**WORK REQUIRED:** Print every line below that comes at or after the line containing "# drop a point on every instance of the bird beak;", exactly as written.

**SUPPLIED INFORMATION:**
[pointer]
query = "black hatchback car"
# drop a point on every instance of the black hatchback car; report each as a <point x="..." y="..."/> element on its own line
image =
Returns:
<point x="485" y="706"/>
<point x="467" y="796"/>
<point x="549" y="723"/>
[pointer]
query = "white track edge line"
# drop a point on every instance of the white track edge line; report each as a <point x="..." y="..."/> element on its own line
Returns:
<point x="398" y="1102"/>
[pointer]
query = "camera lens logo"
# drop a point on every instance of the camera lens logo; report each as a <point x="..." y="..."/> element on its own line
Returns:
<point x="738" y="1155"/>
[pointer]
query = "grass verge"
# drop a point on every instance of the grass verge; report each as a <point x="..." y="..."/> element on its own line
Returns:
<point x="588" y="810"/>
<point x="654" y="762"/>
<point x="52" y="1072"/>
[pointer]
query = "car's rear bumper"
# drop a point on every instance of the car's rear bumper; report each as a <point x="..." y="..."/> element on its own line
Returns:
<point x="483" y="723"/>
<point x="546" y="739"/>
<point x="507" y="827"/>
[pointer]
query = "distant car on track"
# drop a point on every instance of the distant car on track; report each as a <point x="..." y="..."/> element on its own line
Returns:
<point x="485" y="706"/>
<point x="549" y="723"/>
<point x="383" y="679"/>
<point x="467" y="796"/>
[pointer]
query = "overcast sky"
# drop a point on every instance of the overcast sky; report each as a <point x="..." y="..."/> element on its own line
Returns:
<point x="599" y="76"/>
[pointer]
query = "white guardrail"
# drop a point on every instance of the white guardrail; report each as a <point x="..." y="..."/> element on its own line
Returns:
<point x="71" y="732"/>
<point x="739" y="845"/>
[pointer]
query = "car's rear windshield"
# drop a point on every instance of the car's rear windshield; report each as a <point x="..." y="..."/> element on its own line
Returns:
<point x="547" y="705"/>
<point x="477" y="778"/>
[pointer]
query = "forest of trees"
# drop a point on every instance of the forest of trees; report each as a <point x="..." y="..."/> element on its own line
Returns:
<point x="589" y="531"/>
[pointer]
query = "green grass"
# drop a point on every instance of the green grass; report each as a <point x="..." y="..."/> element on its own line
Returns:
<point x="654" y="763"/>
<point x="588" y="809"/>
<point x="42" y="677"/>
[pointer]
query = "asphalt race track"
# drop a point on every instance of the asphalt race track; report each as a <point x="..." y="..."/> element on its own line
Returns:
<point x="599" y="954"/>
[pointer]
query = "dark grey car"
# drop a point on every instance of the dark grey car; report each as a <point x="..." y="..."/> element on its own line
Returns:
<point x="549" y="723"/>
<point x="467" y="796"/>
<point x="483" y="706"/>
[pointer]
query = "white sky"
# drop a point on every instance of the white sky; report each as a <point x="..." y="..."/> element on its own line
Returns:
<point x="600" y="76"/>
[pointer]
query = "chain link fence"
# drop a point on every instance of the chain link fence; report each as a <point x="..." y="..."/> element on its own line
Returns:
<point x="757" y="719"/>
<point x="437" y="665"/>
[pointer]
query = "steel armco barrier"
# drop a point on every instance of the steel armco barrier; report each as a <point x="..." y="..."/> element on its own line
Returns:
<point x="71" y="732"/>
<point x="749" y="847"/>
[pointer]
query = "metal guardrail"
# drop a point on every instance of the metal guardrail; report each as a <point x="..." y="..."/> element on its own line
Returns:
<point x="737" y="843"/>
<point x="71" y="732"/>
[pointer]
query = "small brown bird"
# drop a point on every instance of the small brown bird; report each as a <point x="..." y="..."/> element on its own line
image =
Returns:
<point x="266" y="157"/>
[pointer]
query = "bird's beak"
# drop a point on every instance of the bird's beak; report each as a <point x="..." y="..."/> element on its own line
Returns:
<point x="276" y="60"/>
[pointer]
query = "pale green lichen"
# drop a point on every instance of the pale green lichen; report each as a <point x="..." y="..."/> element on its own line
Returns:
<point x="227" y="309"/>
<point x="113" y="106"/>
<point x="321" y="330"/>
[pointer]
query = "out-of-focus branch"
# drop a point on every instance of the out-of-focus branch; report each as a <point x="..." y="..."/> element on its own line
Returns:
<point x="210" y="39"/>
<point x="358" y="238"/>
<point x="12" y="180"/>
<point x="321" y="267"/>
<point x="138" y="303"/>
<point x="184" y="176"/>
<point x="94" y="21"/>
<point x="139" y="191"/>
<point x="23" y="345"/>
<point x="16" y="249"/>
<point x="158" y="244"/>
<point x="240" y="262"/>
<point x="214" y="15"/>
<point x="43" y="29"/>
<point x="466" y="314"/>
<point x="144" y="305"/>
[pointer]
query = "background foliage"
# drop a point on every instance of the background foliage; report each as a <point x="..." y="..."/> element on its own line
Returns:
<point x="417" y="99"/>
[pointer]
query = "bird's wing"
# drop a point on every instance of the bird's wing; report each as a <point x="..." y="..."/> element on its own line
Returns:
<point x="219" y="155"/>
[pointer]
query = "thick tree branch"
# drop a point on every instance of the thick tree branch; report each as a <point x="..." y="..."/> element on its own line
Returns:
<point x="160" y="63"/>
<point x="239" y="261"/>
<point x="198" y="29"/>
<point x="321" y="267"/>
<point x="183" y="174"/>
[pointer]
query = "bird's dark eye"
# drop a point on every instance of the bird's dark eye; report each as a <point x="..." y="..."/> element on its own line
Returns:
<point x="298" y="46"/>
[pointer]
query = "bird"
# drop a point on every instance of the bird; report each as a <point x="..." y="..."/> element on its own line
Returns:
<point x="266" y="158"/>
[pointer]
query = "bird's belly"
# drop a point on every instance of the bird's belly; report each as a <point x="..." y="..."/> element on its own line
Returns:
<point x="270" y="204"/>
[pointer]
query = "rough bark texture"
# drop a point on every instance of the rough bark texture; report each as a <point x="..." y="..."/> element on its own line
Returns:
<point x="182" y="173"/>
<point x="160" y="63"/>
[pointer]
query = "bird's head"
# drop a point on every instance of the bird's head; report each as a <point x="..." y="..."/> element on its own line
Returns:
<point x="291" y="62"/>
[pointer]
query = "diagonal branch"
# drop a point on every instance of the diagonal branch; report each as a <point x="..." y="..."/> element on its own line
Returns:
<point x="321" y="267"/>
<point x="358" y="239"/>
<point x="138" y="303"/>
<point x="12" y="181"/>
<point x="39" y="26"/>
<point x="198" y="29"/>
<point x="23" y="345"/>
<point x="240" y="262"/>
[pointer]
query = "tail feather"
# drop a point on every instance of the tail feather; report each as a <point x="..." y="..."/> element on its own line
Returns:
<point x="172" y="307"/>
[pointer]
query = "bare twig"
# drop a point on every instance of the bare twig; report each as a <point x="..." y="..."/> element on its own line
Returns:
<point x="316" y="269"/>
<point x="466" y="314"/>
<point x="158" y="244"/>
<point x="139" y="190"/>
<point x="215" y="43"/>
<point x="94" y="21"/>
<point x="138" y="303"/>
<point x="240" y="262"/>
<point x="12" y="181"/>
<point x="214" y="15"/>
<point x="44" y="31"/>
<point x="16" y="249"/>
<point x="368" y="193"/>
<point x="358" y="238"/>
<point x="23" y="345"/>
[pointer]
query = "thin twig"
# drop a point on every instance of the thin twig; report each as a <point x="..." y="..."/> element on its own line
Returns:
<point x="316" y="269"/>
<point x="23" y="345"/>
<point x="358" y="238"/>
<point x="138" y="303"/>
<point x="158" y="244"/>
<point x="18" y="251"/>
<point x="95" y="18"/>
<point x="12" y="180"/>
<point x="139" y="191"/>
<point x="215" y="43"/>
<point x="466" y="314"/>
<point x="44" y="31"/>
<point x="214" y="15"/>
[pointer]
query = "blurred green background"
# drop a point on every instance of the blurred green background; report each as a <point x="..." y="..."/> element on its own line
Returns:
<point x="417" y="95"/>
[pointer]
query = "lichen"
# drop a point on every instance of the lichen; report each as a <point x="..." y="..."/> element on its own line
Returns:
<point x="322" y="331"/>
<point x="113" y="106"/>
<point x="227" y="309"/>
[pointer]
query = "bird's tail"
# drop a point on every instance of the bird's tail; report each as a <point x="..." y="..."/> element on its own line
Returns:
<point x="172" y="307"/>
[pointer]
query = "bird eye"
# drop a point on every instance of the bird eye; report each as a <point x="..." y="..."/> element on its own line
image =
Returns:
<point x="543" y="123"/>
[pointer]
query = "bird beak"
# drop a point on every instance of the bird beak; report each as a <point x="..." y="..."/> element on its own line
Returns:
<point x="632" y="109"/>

**TASK SOLUTION:**
# drop a point on every instance of the bird beak; report each as a <point x="..." y="..."/> element on its own line
Returns:
<point x="632" y="109"/>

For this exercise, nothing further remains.